◆ Work order: Pull every line that holds the word "below" from the entries.

----

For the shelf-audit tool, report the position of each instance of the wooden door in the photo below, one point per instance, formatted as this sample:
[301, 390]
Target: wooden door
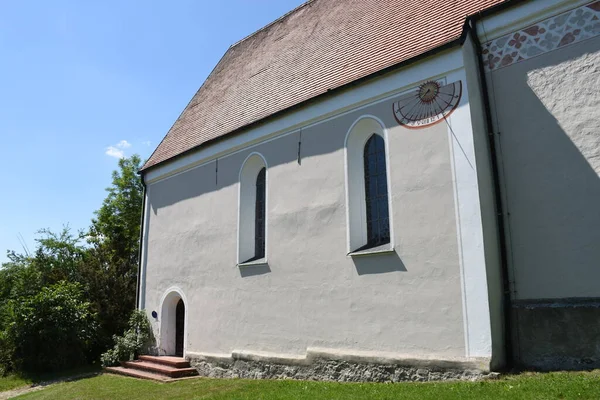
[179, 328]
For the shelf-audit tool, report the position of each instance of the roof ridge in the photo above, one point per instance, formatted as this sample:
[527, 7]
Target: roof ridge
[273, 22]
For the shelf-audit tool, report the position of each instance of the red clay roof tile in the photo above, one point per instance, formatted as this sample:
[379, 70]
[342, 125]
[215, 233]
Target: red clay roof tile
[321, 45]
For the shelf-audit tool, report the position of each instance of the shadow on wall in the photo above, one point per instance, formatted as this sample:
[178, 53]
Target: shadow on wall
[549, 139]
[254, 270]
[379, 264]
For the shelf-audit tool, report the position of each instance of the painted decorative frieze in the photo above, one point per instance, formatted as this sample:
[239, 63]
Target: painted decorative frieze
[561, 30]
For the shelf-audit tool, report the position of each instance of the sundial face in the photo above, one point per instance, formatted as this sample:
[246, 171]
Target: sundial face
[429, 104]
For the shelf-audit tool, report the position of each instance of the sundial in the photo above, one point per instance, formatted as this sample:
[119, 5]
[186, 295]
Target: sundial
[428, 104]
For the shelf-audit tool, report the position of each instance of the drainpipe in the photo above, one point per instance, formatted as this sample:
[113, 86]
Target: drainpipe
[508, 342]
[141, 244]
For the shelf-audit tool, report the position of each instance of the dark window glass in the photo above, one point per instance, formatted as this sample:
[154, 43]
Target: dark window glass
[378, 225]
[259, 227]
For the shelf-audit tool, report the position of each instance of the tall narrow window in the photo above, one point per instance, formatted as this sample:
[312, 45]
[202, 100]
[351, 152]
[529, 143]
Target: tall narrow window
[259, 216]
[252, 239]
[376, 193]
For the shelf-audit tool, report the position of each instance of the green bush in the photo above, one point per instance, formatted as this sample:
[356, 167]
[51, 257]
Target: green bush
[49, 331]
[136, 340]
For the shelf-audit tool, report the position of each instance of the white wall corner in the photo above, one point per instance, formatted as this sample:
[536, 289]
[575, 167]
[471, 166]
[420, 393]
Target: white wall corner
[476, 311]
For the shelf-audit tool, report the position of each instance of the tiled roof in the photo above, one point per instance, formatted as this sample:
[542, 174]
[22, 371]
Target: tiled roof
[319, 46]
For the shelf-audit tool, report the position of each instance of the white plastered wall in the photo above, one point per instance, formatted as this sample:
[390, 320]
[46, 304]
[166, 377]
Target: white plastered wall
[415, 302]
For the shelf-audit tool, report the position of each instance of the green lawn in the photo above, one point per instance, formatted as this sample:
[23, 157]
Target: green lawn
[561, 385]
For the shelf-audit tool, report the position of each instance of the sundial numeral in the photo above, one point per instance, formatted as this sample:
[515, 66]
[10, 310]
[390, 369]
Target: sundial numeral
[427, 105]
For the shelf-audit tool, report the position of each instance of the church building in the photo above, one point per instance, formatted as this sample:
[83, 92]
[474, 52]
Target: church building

----

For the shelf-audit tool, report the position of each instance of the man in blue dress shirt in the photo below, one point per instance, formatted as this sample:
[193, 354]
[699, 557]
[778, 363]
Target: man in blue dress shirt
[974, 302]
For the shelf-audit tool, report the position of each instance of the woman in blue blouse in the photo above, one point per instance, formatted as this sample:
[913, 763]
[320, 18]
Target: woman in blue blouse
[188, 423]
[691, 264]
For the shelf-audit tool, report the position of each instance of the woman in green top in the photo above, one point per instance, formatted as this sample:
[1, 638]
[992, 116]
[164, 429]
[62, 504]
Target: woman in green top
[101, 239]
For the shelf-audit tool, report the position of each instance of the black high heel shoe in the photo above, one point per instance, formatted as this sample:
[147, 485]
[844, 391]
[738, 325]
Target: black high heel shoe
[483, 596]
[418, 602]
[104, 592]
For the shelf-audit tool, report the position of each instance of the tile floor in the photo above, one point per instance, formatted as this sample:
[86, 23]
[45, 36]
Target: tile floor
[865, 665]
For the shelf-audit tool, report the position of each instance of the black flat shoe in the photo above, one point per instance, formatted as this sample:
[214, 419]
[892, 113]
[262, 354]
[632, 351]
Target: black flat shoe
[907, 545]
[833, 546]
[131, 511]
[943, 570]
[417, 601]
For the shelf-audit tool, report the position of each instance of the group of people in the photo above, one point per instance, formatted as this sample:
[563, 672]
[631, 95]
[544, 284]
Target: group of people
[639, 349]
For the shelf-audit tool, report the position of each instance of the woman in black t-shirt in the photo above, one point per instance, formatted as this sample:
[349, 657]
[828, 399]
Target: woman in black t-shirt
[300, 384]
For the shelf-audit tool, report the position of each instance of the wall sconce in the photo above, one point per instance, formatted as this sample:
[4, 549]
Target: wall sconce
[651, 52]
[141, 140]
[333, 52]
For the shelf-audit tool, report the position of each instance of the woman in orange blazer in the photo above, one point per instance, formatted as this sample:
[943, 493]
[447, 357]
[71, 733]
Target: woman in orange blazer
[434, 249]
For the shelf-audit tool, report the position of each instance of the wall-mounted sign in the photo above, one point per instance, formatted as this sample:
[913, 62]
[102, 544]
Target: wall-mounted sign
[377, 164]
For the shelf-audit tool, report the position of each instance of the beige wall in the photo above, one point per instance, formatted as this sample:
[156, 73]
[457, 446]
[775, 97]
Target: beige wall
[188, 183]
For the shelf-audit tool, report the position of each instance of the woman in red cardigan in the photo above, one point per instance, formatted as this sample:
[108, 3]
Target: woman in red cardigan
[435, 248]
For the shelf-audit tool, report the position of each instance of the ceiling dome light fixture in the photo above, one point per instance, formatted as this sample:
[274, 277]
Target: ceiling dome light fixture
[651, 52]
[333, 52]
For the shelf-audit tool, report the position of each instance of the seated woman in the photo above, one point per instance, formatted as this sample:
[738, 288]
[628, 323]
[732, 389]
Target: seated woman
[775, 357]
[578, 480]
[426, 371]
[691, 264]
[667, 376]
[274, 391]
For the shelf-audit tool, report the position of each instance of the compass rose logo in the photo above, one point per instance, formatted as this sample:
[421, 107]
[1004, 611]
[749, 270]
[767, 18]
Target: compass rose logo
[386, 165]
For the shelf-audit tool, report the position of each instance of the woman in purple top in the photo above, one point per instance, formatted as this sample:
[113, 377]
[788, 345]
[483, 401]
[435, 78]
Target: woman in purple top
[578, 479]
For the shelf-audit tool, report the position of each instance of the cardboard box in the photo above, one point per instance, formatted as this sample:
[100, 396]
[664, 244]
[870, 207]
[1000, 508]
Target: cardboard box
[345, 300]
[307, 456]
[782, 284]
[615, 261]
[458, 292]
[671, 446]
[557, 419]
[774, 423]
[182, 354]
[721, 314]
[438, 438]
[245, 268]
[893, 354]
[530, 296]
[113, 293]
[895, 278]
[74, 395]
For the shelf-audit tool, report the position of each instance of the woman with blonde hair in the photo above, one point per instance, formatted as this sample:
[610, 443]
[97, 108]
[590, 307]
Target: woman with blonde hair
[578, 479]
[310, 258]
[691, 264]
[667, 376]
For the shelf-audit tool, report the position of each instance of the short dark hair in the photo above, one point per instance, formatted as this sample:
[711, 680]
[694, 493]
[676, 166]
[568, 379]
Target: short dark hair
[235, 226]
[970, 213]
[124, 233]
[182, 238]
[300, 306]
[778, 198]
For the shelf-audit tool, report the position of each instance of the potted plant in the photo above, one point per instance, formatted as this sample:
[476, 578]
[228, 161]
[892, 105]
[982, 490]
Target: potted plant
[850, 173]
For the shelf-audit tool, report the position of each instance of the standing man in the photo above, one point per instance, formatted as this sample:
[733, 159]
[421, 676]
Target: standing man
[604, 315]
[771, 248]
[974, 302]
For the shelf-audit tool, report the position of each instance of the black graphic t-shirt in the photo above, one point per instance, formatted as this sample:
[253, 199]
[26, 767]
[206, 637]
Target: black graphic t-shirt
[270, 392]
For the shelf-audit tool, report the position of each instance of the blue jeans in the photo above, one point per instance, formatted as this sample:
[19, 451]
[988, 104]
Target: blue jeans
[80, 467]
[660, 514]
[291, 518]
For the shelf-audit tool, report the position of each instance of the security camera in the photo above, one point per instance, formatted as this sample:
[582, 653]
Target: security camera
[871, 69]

----

◆ Completed task:
For the shelf-audit tool, report the position of each instance of the wooden door in the photo below, one point per instance, formatted as this sample:
For the shelf-audit tool, report the position of each instance of the man in blue dress shirt in the photo below, one point per instance, formatted as this sample:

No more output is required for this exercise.